* PAGE TEXT *
Machine Learning course term project, collaborated with Dr. Daniel Chen, and Dr. Elliot Ash

Primary LanguageJupyter Notebook

Predicting exchange rate change with diplomacy cables

  • This project's objective is to measure how confidential information affects the financial market. We know that market efficiency is based on the assumption that all market participants have fair access to the market. More importantly, it includes any kind of information. However, people do possess confidential information in the real world. Most financial markets have prohibited any kind of inside trading. Because of the difficulties to access confidential data, detecting the influence of confidential information affect market is hard.

  • Luckily, we now have Public Library of US Diplomacy dataset. We scraped documents from 2000 to 2010. With the scrapped data, we built models to detect if we can predict the abnormal change of the exchange rate in different countries. The historical exchange rate is fetched from CRSP datasets and this dataset covers 21 countries, which are Australia, Brazil, Canada, China, Denmark, Hong Kong, India, Japan, Korea, Malaysia, Mexico, New Zealand, Norway, Sweden, South Africa, Singapore, Sri Lanka, Taiwan, Thailand, United Kingdom and Venezuela.

Data set

We have two datasets: Public library of US diplomcy and the exchange rate dataset crapped from CRSP. For the purpose of error analysis, we split data by country and year. You can access data through the links below.  

  • country by country
    • date: the date of wikileaks cable
    • content: the content of wikileaks cable
    • exchange rate: the 15 days log return of exchange rate before time t
    • numerical label: log return of exchange rate at time t
    • dummy label: abnormal log return or not
We also include a joint table of all conuntries's infromation named as final_All_countries.

  • year by year
    • date: the date of wikileaks cable
    • content: the content of wikileaks cable
    • exchange rate: the 15 days log return of exchange rate before time t
    • numerical label: log return of exchange rate at time t
    • dummy label: abnormal log return or not
And the following is a joined table, cluding all countries and all year

  • all by all
    • date: the date of wikileaks cable
    • content: the content of wikileaks cable
    • exchange rate: the 15 days log return of exchange rate before time t
    • numerical label: log return of exchange rate at time t
    • dummy label: abnormal log return or not
Build the regression and classfication model

To build the Random Forest Regression Model:

  1. Change working directory to the directory of RanFrst_regres.py.
  2. Run the python script as follwoing instructions:

if user is interested in classifier function in juypter notebook, we have the following two examples

  • All_Countries_Neg_AUC_May17th.ipynb : Do the classification and AUC plot
  • Feature_Importance_All_Columns.ipynb: finding out the feature importance

searching the file name was written in hard code. So, if you want to rename the data, you would need to modify the main function.

* TASKS TO COMPLETE *
- 1) In the project description, where is the historical exchange rate data fetched from?
- 2) List the fields that the project description gives for the "country by country" data.
- 3) Write out the project description word for word, starting at "if user is interested" and ending at "the main function.".

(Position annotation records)
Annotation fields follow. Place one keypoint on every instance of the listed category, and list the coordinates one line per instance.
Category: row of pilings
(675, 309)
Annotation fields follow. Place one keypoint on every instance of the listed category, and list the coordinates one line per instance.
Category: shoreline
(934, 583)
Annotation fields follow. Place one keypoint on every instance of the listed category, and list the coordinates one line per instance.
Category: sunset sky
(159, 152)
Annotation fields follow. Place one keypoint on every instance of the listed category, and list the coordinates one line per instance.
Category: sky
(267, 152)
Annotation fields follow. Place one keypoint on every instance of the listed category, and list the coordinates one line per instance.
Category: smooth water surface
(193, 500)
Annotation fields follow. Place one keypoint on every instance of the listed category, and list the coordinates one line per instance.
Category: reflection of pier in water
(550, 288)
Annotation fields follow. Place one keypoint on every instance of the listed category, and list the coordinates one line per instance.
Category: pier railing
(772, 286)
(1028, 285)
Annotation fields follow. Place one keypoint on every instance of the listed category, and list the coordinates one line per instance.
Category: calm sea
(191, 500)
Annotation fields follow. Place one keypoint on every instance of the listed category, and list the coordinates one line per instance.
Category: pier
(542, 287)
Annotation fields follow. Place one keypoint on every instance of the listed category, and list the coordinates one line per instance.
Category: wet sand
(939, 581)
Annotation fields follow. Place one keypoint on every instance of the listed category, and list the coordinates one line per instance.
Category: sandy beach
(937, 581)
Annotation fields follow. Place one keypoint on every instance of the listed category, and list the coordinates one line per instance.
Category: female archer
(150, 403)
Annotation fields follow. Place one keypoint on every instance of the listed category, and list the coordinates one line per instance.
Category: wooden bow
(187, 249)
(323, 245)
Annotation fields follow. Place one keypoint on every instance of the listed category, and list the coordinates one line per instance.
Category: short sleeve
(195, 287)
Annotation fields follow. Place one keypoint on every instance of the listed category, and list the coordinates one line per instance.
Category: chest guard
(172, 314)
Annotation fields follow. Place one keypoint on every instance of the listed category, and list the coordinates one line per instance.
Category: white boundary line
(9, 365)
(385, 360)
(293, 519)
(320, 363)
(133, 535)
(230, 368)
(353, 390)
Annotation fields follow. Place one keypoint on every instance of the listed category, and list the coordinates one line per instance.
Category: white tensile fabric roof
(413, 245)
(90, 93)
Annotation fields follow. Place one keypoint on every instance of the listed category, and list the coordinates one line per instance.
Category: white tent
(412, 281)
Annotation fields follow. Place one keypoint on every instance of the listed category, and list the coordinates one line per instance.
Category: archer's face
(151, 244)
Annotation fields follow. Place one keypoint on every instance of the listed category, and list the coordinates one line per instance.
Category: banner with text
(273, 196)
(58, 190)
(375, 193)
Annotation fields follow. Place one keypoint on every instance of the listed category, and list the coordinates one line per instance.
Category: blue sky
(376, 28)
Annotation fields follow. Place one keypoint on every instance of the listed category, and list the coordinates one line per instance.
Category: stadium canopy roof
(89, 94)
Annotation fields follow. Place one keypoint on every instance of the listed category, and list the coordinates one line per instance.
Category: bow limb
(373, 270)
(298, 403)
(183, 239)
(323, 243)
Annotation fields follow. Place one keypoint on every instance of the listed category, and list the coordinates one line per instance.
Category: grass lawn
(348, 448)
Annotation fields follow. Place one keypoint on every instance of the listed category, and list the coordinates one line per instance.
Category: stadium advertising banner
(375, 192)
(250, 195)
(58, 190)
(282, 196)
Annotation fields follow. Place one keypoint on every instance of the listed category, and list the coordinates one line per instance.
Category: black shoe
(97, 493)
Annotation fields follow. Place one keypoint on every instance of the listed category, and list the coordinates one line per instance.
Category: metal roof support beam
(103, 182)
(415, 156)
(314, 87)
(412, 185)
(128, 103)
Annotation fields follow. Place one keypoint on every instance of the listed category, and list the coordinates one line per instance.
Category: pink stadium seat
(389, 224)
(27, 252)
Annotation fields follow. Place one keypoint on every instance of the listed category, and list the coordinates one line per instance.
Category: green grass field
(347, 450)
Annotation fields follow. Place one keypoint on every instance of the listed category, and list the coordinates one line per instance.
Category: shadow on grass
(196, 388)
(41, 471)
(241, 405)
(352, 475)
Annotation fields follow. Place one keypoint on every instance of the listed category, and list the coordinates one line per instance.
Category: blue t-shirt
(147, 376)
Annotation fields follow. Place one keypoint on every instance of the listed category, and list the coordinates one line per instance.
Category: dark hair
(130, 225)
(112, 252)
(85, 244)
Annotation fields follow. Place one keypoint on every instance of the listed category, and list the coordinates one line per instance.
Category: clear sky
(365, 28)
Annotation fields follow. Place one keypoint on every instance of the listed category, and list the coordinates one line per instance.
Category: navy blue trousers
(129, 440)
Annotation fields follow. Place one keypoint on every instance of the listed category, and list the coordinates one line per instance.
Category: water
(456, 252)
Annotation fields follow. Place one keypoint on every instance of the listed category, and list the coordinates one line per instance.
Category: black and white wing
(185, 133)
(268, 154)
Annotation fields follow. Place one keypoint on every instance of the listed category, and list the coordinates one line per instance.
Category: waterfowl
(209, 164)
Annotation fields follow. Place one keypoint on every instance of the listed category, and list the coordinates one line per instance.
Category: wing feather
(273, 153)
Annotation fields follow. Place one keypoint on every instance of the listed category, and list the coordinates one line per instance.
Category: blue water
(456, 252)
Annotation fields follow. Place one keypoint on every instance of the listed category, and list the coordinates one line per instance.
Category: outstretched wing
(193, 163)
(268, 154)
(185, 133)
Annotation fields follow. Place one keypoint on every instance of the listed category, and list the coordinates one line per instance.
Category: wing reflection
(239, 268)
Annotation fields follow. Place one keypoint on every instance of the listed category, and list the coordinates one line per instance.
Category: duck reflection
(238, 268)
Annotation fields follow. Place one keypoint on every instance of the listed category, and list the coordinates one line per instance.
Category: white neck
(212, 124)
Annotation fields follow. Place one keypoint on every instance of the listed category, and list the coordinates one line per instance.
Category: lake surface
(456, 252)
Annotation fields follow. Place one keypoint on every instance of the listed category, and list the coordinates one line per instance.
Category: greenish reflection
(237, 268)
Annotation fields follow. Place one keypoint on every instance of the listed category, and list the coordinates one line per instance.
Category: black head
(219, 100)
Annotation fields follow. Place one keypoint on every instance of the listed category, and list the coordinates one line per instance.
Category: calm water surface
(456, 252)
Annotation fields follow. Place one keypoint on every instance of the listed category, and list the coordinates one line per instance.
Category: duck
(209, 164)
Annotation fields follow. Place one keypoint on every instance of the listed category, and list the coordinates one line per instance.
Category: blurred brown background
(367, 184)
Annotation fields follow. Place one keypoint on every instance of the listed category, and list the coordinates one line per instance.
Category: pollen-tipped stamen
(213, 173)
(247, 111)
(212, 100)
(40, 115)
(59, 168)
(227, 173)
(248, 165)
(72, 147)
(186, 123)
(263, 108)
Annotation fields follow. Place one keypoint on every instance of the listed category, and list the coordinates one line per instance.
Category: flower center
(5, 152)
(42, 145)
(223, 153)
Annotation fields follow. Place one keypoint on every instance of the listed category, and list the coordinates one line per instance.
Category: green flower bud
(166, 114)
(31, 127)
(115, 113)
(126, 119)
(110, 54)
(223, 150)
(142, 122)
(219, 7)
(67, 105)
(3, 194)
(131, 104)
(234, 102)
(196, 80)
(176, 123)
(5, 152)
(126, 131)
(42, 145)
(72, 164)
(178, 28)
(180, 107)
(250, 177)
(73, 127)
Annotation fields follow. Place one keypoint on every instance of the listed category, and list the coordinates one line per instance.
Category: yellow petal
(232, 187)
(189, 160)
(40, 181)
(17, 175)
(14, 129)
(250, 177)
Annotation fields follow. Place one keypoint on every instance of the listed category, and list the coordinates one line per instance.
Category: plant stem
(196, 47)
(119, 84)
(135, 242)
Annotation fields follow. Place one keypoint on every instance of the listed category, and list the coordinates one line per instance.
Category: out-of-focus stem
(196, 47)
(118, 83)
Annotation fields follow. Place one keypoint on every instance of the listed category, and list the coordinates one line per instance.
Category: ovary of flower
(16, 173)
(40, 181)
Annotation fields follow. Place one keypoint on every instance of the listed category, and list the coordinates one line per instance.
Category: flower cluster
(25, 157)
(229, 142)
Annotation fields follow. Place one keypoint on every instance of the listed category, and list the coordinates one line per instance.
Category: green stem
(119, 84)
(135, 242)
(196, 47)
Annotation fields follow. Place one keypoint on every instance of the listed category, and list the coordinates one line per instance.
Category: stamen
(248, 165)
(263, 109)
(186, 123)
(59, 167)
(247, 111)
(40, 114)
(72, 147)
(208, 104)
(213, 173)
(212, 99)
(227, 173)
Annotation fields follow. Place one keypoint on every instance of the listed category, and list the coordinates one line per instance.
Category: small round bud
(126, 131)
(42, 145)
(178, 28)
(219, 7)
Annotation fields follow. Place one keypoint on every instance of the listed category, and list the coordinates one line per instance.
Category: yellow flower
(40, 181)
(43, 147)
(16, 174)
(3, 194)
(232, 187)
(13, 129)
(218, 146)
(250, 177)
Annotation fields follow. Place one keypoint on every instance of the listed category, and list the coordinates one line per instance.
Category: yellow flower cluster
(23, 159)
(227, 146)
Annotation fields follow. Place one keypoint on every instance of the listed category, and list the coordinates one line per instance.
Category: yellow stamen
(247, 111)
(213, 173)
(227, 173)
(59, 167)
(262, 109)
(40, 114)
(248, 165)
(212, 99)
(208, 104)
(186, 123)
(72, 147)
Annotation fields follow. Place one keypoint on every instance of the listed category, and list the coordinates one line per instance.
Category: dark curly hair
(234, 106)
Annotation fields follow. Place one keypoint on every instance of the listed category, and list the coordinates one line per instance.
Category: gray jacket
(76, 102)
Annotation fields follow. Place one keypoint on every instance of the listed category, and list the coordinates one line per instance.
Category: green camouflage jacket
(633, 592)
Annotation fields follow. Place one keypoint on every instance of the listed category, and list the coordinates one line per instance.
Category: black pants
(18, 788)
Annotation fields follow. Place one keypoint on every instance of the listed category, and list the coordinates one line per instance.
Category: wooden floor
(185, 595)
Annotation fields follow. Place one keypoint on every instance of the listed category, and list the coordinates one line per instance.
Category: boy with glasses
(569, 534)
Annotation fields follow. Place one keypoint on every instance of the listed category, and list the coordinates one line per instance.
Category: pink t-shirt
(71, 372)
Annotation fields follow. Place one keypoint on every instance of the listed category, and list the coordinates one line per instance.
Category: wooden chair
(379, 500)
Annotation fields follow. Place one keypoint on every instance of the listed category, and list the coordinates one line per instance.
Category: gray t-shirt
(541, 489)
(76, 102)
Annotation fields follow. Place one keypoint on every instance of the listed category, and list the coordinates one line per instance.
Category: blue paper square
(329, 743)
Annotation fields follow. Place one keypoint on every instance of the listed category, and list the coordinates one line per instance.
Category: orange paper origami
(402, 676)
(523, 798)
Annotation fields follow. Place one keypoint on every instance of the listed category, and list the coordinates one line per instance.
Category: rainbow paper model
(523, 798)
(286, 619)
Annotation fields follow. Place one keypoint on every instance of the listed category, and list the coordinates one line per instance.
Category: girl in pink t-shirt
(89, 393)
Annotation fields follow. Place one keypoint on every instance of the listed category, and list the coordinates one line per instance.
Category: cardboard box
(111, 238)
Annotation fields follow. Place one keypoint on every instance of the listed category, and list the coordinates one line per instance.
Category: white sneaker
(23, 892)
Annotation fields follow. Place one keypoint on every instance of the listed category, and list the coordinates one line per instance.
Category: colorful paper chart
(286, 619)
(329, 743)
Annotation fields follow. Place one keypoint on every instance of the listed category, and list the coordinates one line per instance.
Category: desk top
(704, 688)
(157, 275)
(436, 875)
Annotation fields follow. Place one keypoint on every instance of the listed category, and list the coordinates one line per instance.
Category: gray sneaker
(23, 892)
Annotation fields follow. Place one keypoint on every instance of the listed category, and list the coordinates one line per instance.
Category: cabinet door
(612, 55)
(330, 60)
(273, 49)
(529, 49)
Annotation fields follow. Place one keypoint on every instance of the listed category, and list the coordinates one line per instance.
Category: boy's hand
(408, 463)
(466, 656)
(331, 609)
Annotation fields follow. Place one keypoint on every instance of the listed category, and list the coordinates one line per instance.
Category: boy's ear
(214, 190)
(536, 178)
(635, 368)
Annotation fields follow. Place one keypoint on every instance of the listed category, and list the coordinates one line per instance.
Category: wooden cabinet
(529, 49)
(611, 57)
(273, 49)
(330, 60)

* WORKED ANSWERS *
- 1) CRSP datasets

- 2)
- date
- content
- exchange rate
- numerical label
- dummy label

- 3)
if user is interested in classifier function in juypter notebook, we have the following two examples

  • All_Countries_Neg_AUC_May17th.ipynb : Do the classification and AUC plot
  • Feature_Importance_All_Columns.ipynb: finding out the feature importance

searching the file name was written in hard code. So, if you want to rename the data, you would need to modify the main function.